MATERIAL TO PROCESS
________________________
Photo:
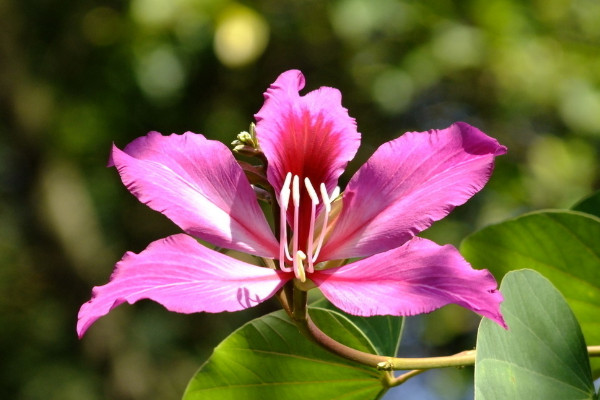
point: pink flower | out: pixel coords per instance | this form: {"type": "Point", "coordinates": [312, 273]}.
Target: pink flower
{"type": "Point", "coordinates": [406, 185]}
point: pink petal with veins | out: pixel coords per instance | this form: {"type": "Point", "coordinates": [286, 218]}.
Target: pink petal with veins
{"type": "Point", "coordinates": [199, 185]}
{"type": "Point", "coordinates": [408, 184]}
{"type": "Point", "coordinates": [311, 136]}
{"type": "Point", "coordinates": [416, 278]}
{"type": "Point", "coordinates": [185, 277]}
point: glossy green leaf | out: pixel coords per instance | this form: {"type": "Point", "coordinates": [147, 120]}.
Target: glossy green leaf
{"type": "Point", "coordinates": [269, 359]}
{"type": "Point", "coordinates": [383, 332]}
{"type": "Point", "coordinates": [564, 246]}
{"type": "Point", "coordinates": [542, 355]}
{"type": "Point", "coordinates": [590, 205]}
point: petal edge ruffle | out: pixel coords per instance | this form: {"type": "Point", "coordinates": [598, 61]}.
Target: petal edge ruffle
{"type": "Point", "coordinates": [184, 277]}
{"type": "Point", "coordinates": [416, 278]}
{"type": "Point", "coordinates": [406, 185]}
{"type": "Point", "coordinates": [197, 184]}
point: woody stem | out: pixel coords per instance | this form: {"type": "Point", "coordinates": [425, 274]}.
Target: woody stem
{"type": "Point", "coordinates": [465, 358]}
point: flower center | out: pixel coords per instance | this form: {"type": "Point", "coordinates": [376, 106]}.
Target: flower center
{"type": "Point", "coordinates": [291, 187]}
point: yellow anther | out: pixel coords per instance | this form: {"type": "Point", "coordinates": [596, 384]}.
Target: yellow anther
{"type": "Point", "coordinates": [299, 264]}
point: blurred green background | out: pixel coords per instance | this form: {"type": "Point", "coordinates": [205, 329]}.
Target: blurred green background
{"type": "Point", "coordinates": [77, 75]}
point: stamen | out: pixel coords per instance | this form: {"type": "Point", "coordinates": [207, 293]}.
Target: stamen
{"type": "Point", "coordinates": [327, 203]}
{"type": "Point", "coordinates": [284, 199]}
{"type": "Point", "coordinates": [313, 210]}
{"type": "Point", "coordinates": [296, 230]}
{"type": "Point", "coordinates": [334, 194]}
{"type": "Point", "coordinates": [299, 266]}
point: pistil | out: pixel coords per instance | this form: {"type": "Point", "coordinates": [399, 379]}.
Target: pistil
{"type": "Point", "coordinates": [291, 188]}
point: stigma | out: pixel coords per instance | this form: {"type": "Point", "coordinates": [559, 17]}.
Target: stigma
{"type": "Point", "coordinates": [302, 252]}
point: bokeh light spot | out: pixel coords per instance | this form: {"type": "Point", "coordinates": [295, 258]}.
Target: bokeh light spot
{"type": "Point", "coordinates": [241, 36]}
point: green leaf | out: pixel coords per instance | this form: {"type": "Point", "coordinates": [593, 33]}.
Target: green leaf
{"type": "Point", "coordinates": [542, 355]}
{"type": "Point", "coordinates": [383, 332]}
{"type": "Point", "coordinates": [268, 359]}
{"type": "Point", "coordinates": [590, 205]}
{"type": "Point", "coordinates": [564, 246]}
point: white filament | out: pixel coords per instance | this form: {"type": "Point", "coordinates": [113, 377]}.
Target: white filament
{"type": "Point", "coordinates": [297, 256]}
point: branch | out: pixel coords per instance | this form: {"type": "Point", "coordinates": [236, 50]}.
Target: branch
{"type": "Point", "coordinates": [465, 358]}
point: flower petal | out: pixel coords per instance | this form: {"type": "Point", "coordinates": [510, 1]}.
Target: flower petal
{"type": "Point", "coordinates": [185, 277]}
{"type": "Point", "coordinates": [408, 184]}
{"type": "Point", "coordinates": [416, 278]}
{"type": "Point", "coordinates": [197, 184]}
{"type": "Point", "coordinates": [311, 136]}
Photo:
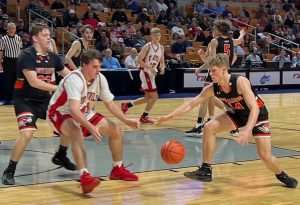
________________________
REQUIREMENT
Please pick out every line of the records above that contains the word "glossy" and copy each one.

RESPONSE TO THIS TASK
point: glossy green leaf | out: pixel coords per instance | this form: {"type": "Point", "coordinates": [147, 120]}.
Target: glossy green leaf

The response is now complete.